GOAL A — Retype the passage of the article on the Lance–Malinowski race between "With Democrats energized" and "his conservative credentials.", inclusive.

EXCERPTED PASSAGE —
MARTINSVILLE, N.J. – Leonard Lance’s name is synonymous with New Jersey’s 7th Congressional District. The five-time incumbent has dominated the polls since he was elected. His voting record, civility, and his stance as a moderate Republican have fared favorably in his well-educated, affluent district.
But that could change on November 6.
With Democrats energized like never before, and Republican voters in the Garden State looking for a check on President Donald Trump, Lance is in the battle of his career against Democrat Tom Malinowski. Malinowski a former State Department official in the Obama administration and for some represents a much-needed change.
“I’m a pro-military, pro-defense, pro-free-trade Democrat,” Malinowski said. “But I also believe it’s crazy and irresponsible to be demonizing immigrates, and adding trillions of dollars to the national debt.”
Lance sees how his opponent connects with independent voters who are frustrated with the conflicts and logjams in Washington. But he is proud of his record and defended his conservative credentials.
“I think my views are the views of the district,” Lance said. “My constituents above all favor bipartisan cooperation on issues of health care, tax policy, and the international situation and immigration.”

LISTED ENTRIES —
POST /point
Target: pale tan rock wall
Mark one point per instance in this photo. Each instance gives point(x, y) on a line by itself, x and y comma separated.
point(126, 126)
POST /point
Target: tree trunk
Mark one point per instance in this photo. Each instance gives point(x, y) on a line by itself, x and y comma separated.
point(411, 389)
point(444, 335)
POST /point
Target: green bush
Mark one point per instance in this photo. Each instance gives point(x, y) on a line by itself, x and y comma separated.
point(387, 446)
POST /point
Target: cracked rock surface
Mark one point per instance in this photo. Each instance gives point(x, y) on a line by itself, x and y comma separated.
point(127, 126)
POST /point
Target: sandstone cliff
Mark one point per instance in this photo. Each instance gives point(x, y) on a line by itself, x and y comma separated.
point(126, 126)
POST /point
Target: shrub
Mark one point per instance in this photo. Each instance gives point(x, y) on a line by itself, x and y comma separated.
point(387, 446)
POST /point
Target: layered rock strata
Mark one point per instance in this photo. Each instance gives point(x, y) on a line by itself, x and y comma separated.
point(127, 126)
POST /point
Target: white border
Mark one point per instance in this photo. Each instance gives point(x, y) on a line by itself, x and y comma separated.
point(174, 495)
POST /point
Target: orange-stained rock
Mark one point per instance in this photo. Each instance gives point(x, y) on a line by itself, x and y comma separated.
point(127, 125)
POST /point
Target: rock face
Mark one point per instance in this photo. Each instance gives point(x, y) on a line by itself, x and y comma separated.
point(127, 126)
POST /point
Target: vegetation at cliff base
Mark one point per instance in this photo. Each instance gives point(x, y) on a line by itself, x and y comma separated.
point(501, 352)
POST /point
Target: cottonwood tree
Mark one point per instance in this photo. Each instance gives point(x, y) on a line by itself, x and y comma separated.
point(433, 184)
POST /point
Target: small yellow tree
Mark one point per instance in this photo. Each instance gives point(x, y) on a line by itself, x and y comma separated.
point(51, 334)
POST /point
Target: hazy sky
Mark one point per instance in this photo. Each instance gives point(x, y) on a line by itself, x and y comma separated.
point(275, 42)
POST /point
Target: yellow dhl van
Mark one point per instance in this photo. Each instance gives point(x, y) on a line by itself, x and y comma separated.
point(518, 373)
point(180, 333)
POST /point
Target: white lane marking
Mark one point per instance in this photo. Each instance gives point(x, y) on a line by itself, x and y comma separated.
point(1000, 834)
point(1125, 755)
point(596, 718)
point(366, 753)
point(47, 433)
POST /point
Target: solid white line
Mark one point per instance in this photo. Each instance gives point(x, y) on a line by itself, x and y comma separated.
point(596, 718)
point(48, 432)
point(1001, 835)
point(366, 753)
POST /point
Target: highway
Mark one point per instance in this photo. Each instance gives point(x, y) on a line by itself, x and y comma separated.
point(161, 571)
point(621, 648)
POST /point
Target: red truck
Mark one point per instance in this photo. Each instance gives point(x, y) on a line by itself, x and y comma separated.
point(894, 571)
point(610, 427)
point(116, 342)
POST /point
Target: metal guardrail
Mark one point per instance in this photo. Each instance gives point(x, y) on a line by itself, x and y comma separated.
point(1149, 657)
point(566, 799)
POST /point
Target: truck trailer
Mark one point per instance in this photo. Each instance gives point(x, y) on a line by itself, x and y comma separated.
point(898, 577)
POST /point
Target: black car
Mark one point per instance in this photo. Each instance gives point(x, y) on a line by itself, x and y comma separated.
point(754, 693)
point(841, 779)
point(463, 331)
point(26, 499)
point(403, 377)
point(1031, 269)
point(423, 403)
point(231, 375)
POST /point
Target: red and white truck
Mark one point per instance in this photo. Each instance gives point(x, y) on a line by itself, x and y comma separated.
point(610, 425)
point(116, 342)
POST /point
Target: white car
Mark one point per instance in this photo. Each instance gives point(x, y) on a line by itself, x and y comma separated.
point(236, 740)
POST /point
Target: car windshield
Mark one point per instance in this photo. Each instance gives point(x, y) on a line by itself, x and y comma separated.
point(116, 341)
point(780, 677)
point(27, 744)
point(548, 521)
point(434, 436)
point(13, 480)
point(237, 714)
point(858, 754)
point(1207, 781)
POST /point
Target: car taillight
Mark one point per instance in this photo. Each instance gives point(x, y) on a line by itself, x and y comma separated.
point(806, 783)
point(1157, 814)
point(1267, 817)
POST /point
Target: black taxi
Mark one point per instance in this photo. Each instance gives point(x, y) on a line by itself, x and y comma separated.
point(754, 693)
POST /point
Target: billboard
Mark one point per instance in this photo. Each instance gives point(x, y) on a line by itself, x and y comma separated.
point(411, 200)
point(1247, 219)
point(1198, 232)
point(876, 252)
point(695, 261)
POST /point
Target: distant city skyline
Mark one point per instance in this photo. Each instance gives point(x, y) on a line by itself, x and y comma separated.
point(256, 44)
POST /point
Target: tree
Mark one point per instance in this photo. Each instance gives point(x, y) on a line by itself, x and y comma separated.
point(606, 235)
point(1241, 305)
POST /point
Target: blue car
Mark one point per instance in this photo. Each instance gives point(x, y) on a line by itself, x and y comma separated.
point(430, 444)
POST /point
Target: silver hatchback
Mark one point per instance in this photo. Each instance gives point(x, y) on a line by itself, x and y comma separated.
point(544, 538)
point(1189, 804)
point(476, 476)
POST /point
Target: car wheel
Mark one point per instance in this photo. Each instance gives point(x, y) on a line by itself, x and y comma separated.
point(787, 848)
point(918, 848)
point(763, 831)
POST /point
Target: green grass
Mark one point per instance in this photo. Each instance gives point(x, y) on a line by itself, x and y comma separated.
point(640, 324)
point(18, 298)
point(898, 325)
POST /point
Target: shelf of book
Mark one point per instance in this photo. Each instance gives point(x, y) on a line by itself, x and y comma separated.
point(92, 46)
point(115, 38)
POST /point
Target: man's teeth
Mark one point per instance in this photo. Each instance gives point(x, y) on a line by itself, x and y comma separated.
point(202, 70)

GOAL B — Count the lines of the records that contain the string "yellow", matching case, and give only the number.

PROBLEM SOLUTION A —
With Democrats energized like never before, and Republican voters in the Garden State looking for a check on President Donald Trump, Lance is in the battle of his career against Democrat Tom Malinowski. Malinowski a former State Department official in the Obama administration and for some represents a much-needed change.
“I’m a pro-military, pro-defense, pro-free-trade Democrat,” Malinowski said. “But I also believe it’s crazy and irresponsible to be demonizing immigrates, and adding trillions of dollars to the national debt.”
Lance sees how his opponent connects with independent voters who are frustrated with the conflicts and logjams in Washington. But he is proud of his record and defended his conservative credentials.

PROBLEM SOLUTION B — 2